[Task description] Convert the material below into a Markdown table with two columns, "No." and "Line", giving each nonblank line its own row numbered in order.
*** Provided data
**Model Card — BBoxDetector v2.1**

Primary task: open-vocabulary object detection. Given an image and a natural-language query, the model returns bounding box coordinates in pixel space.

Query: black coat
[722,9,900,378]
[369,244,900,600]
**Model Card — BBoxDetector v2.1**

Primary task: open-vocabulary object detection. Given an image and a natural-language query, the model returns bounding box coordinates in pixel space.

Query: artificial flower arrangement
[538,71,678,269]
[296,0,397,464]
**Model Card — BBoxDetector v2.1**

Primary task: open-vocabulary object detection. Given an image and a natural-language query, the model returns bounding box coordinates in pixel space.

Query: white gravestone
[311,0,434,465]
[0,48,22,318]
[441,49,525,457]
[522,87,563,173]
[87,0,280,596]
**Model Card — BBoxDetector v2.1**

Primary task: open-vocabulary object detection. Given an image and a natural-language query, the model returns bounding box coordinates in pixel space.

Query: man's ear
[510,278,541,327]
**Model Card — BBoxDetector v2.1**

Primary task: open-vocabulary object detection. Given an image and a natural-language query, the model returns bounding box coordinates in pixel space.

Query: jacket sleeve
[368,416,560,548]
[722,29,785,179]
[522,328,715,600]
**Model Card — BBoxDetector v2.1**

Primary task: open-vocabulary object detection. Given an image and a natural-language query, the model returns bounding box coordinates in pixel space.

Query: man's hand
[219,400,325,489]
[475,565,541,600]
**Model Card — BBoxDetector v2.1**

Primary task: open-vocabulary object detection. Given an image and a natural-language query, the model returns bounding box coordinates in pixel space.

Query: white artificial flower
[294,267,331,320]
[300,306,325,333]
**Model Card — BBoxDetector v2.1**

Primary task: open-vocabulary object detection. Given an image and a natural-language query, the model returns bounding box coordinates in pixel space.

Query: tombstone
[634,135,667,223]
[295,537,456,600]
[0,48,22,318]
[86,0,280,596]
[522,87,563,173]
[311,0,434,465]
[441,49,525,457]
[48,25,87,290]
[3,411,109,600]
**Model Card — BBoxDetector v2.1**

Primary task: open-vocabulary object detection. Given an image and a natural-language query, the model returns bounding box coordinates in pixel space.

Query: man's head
******
[Solution]
| No. | Line |
|---|---|
| 1 | **Model Card — BBoxDetector v2.1** |
| 2 | Primary task: open-vocabulary object detection. Given an image and a natural-language query, the model returns bounding box coordinates in pixel space. |
| 3 | Query: black coat |
| 4 | [722,9,900,378] |
| 5 | [369,244,900,600] |
| 6 | **Model Card — BBoxDetector v2.1** |
| 7 | Primary task: open-vocabulary object detection. Given an image and a natural-language query, the model returns bounding box coordinates in pixel space. |
| 8 | Query: artificial flower arrangement |
| 9 | [538,71,678,269] |
| 10 | [296,0,397,464] |
| 11 | **Model Card — BBoxDetector v2.1** |
| 12 | Primary task: open-vocabulary object detection. Given an image and a natural-language query, the model returns bounding box coordinates in pixel space. |
| 13 | Query: white gravestone |
| 14 | [311,0,434,465] |
| 15 | [0,48,22,318] |
| 16 | [441,49,525,457] |
| 17 | [522,87,563,173] |
| 18 | [87,0,280,596] |
| 19 | **Model Card — BBoxDetector v2.1** |
| 20 | Primary task: open-vocabulary object detection. Given an image and a natural-language query, the model returns bounding box coordinates in pixel space. |
| 21 | Query: man's ear |
| 22 | [510,278,541,327] |
| 23 | **Model Card — BBoxDetector v2.1** |
| 24 | Primary task: open-vocabulary object detection. Given an image and a natural-language query, the model returns bounding box coordinates in pixel space. |
| 25 | Query: jacket sleeve |
| 26 | [368,416,560,548] |
| 27 | [722,29,785,179] |
| 28 | [522,328,715,600] |
| 29 | **Model Card — BBoxDetector v2.1** |
| 30 | Primary task: open-vocabulary object detection. Given an image and a natural-language query, the model returns bounding box coordinates in pixel space. |
| 31 | Query: man's hand |
| 32 | [219,400,325,489] |
| 33 | [475,565,541,600] |
| 34 | **Model Card — BBoxDetector v2.1** |
| 35 | Primary task: open-vocabulary object detection. Given an image and a natural-language query, the model returns bounding box coordinates in pixel space. |
| 36 | Query: white artificial flower |
| 37 | [294,267,331,320] |
| 38 | [300,306,325,333] |
| 39 | **Model Card — BBoxDetector v2.1** |
| 40 | Primary task: open-vocabulary object detection. Given an image and a natural-language query, the model returns bounding box coordinates in pixel space. |
| 41 | Query: tombstone |
| 42 | [634,135,667,223] |
| 43 | [295,537,456,600] |
| 44 | [0,48,22,318] |
| 45 | [86,0,280,596] |
| 46 | [522,87,563,173] |
| 47 | [311,0,434,465] |
| 48 | [441,49,525,457] |
| 49 | [48,25,87,290] |
| 50 | [3,411,109,600] |
| 51 | **Model Card — BBoxDetector v2.1** |
| 52 | Primary task: open-vocabulary object detection. Given an image and a natural-language query, the model returns bounding box coordinates in pixel space. |
| 53 | Query: man's head |